>> BEGIN Material for this exercise
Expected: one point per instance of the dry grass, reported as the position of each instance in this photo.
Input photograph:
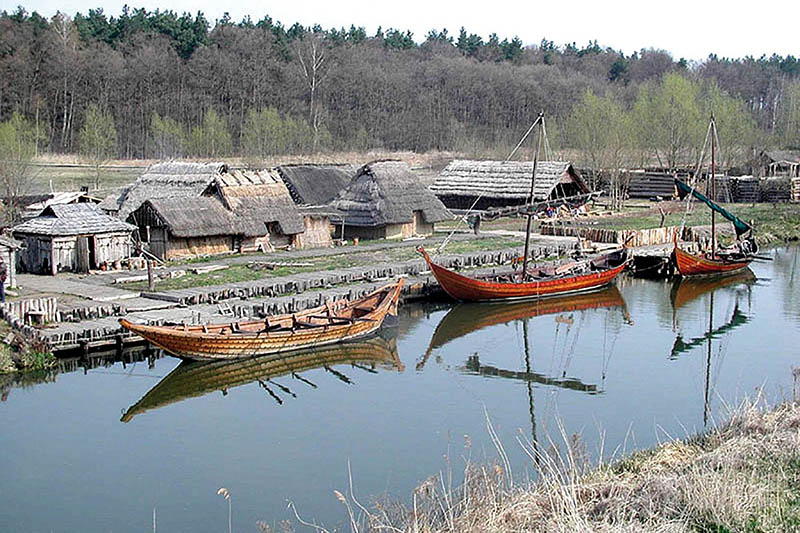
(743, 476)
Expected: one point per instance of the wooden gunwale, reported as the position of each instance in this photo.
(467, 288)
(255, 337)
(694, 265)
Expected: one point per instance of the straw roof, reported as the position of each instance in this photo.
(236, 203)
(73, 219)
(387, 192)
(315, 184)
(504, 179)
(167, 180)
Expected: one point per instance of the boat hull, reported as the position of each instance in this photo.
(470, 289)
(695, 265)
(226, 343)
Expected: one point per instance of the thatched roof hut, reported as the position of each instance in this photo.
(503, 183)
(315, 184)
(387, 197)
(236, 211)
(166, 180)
>> END Material for this exercise
Copy all of the material above word for word, and leave any pictures out of your copy.

**Finished exercise**
Expected: one point per instance of the dry grass, reported as the position of each instance in this photo.
Input photograph:
(743, 476)
Expected: one point per instance of the wooden gunwale, reported as the position of each instance in this photo.
(467, 288)
(255, 337)
(694, 265)
Expected: one point per instance of the straw roof, reported as the position of each instance in this photo.
(236, 203)
(73, 219)
(387, 192)
(315, 184)
(504, 179)
(167, 180)
Expected: one point per instance of the boat hull, reported as the position of each instance in this photo.
(470, 289)
(695, 265)
(226, 343)
Expected: one point per instance of the thatched roof hut, reported as the position of each instance in this photo.
(503, 183)
(315, 184)
(387, 197)
(236, 211)
(166, 180)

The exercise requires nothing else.